■ **EXERCISE SET**
1 > From the discussion on JVM options, extract the passage that begins at the words "Not sure, maybe" and ends after the words "keep running into.".
2 > List every distinct timestamp that appears after Alex Miller's name in the discussion on JVM options.
— start SELECTED EXTRACT —
What I have been considering is whether there should be a well known alias that applies for the “project classpath” context, or whether there is something even more generally useful that could serve this purpose (and others)


isn't that already what the top level is for?


maybe :replace-jvm-opts could also be an option in aliases to reset the top level jvm opts

Alex Miller (Clojure team)12:03:20

The top level stuff is also used for -X calls


-X is made in the context of your project classpath, or am I missing something?

Alex Miller (Clojure team)12:03:46

I’m not sure if you mean that as a pro or con :)


What I mean is, when doing -X calls, why would you not want to have the top level jvm opts (if they were supported)

Alex Miller (Clojure team)12:03:44

Not sure, maybe you would

Alex Miller (Clojure team)12:03:20

I also do have an issue to do more validation of deps.edn against the specs, I just need to update some of those before I enable it


I brought this up two years ago.. I don't really know what to say. It's obviously an issue other people keep running into.


@U051V5LLP I think it's good that you expressed your concern and there are issues in both tools.deps and clj-kondo about it. I'll try to get it into the new clj-kondo release, but I'm sure you are aware that each project has a backlog and it can sometimes take more than two years for an issue to be resolved because there are even more important issues to work on.


I think the reason this one may be “special” is that Java library path is more like a class path than any other opt; in this case I definitely want it on by default for this project


Wasn't there also some global environment variable for this btw? CLJ_JVM_OPTS


Maybe; I’ve been using JVM_OPTS directly since that also does what I want :D


CLJ_JVM_OPTS is only for classpath construction, not for the "app" itself


It's pretty obvious there are structural issues with the maintenance of these core projects. There's a long chain of great devs who have attempted to contribute to clojure and related core libs are now permanently absent from the community... It may seem like a digression, but the point is that if only one or two people can (practically, not technically) contribute to these core projects, they're just not going to get the attention they require for being core pieces of the clojure workflow. And the language and its community are suffering because of it. I think it's pretty cliché in the clojure community at this point, but that doesn't make it less frustrating. Again the point is that what a tool does says things about the people and community behind it regardless of the explicit words communicated. I know it's pointless to write these words as many before me have done the same to no avail, but, well, I'm frustrated with the clojure community and I think it can be useful for other people to hear that in the hope that it influences some positive changes.
— end SELECTED EXTRACT —
— start LISTING —
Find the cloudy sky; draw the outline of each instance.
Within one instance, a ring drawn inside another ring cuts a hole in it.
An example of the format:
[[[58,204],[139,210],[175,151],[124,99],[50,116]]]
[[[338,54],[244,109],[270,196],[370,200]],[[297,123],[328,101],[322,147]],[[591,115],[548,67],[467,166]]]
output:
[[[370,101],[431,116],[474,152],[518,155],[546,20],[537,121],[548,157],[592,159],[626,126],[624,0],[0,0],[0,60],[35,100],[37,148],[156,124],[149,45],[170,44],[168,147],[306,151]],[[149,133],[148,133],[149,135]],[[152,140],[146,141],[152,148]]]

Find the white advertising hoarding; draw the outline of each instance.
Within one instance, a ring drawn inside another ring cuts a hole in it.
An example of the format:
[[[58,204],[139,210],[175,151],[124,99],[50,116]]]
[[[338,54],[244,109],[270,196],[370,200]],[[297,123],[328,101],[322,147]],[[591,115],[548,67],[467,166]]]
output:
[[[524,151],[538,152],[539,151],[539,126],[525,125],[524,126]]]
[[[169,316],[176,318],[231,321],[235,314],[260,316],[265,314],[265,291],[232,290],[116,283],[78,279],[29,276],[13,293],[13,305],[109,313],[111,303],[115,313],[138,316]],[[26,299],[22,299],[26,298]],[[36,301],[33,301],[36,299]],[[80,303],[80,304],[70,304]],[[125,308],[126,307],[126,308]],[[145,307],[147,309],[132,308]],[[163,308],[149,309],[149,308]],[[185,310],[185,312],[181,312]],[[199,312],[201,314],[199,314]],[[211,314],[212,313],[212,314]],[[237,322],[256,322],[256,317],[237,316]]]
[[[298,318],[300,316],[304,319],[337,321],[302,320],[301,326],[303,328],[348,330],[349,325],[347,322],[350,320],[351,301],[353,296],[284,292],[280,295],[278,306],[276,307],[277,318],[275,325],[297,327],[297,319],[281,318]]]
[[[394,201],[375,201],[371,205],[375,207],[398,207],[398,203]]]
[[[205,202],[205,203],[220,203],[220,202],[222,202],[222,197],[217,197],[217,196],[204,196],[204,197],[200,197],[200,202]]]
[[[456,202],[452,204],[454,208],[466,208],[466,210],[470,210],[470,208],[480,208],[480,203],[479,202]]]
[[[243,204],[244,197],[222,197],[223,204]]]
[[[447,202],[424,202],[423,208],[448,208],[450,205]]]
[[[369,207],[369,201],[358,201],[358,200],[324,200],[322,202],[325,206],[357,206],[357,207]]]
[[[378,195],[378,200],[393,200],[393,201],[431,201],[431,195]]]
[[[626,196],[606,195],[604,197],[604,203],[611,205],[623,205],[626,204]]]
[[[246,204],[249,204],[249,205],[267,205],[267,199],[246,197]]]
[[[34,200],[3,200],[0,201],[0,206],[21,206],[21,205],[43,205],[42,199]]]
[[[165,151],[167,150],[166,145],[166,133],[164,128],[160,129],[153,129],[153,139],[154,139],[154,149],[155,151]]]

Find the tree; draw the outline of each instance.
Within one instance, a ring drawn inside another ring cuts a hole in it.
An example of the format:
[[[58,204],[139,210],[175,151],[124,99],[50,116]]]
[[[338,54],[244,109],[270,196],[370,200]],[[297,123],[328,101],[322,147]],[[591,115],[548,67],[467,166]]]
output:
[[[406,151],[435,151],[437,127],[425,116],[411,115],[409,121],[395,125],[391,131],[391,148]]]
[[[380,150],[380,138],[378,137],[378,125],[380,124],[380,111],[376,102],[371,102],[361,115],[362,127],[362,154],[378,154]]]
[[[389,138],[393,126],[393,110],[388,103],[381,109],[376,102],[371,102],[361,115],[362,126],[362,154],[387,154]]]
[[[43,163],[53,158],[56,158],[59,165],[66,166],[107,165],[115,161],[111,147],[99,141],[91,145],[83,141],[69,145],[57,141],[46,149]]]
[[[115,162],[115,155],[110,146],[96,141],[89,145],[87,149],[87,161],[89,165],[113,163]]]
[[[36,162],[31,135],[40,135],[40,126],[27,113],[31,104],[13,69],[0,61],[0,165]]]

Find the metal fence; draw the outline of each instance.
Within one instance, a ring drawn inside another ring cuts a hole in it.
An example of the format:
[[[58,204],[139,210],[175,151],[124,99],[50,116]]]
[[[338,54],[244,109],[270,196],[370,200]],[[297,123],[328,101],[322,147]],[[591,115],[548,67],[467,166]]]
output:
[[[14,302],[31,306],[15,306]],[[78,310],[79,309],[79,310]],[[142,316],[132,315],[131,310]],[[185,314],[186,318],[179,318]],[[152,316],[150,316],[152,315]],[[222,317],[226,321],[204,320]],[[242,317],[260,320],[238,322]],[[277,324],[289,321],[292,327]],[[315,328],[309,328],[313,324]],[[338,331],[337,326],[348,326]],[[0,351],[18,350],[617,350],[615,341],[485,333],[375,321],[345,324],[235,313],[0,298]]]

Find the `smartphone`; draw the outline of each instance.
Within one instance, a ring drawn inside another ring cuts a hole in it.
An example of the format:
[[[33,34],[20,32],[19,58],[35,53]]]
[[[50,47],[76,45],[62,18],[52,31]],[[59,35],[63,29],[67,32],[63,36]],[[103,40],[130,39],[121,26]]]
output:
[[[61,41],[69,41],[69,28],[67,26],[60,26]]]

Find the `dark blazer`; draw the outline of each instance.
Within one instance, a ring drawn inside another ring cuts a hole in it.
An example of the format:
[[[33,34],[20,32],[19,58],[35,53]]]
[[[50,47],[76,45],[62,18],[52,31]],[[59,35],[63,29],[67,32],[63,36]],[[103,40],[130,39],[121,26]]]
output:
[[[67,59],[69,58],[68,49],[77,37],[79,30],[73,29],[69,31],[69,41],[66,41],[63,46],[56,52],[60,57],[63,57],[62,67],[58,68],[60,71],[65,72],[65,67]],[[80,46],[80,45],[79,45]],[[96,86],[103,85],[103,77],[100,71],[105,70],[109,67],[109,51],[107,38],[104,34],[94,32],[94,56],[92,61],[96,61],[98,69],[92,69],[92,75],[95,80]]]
— end LISTING —
■ **TASK RESULTS**
1 >
Not sure, maybe you would

Alex Miller (Clojure team)12:03:20

I also do have an issue to do more validation of deps.edn against the specs, I just need to update some of those before I enable it


I brought this up two years ago.. I don't really know what to say. It's obviously an issue other people keep running into.

2 >
12:03:20
12:03:46
12:03:44